WRITTEN PROBLEM. Below are records to be output exactly, every one of them.

# start of DATASET EXCERPTS

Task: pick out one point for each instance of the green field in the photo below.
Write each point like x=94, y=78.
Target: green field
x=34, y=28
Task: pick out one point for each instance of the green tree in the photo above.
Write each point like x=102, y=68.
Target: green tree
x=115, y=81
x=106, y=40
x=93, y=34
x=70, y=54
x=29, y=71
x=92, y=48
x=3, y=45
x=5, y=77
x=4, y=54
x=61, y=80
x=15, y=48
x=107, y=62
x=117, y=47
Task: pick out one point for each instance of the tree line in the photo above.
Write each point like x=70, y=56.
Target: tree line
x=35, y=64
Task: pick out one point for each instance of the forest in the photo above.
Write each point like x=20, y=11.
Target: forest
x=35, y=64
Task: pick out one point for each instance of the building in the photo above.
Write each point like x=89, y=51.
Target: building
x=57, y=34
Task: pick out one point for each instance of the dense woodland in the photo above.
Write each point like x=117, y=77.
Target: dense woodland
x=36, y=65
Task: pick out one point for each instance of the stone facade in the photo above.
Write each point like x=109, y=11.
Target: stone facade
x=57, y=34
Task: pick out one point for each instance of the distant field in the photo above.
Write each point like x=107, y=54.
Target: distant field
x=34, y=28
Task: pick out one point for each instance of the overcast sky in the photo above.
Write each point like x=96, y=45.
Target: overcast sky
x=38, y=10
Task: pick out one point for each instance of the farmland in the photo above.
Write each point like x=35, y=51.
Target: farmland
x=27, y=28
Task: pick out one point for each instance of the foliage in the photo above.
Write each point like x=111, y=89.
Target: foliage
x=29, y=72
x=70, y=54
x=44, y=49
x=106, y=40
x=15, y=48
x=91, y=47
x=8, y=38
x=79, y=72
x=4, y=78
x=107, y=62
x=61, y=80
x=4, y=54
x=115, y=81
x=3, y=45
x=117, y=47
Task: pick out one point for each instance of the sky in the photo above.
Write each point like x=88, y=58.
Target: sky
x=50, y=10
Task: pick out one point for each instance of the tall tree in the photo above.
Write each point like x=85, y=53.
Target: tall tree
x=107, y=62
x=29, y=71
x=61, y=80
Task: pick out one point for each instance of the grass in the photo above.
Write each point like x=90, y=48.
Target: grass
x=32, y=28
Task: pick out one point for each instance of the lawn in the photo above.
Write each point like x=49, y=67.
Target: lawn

# end of DATASET EXCERPTS

TASK SOLUTION.
Task: pick out one point for each instance of the green field in the photo below.
Write each point like x=94, y=78.
Target: green field
x=34, y=28
Task: pick out one point for each instance of the green tree in the photo above.
Write each point like x=102, y=68.
Target: green tree
x=115, y=81
x=106, y=40
x=93, y=34
x=70, y=54
x=29, y=71
x=92, y=48
x=3, y=45
x=5, y=77
x=4, y=54
x=61, y=80
x=15, y=48
x=107, y=62
x=117, y=47
Task: pick out one point for each instance of the tree line in the photo above.
Write each point like x=70, y=56.
Target: tree line
x=35, y=64
Task: pick out one point for each instance of the forest in the photo above.
Write each point like x=20, y=11.
Target: forest
x=35, y=64
Task: pick out one point for each instance of the building in the photo above.
Write each point like x=89, y=51.
Target: building
x=57, y=34
Task: pick out one point for each instance of the dense woodland in the photo above.
Write each point like x=117, y=77.
Target: dense woodland
x=36, y=65
Task: pick out one point for each instance of the stone facade in the photo above.
Write each point like x=109, y=11.
Target: stone facade
x=57, y=34
Task: pick out one point for each instance of the distant field in the photo above.
Write each point like x=107, y=54.
Target: distant field
x=34, y=28
Task: pick out one point for each instance of the overcast sky in the photo above.
Write each point like x=96, y=45.
Target: overcast sky
x=38, y=10
Task: pick out one point for each instance of the farmland in the photo above.
Write each point like x=35, y=51.
Target: farmland
x=27, y=28
Task: pick out one point for each instance of the foliage in the photo above.
Write each point like x=111, y=89.
Target: foliage
x=29, y=72
x=70, y=54
x=44, y=49
x=106, y=40
x=15, y=48
x=91, y=47
x=8, y=38
x=79, y=72
x=4, y=78
x=107, y=62
x=61, y=80
x=4, y=54
x=115, y=81
x=3, y=45
x=117, y=47
Task: pick out one point for each instance of the sky in the photo above.
Write each point like x=88, y=58.
Target: sky
x=50, y=10
Task: pick out one point for each instance of the tall tree in the photo above.
Write each point like x=85, y=53.
Target: tall tree
x=107, y=62
x=29, y=71
x=61, y=80
Task: pick out one point for each instance of the grass in the photo above.
Write each point like x=90, y=48.
Target: grass
x=32, y=28
Task: pick out one point for each instance of the lawn in the photo above.
Write each point like x=49, y=67.
Target: lawn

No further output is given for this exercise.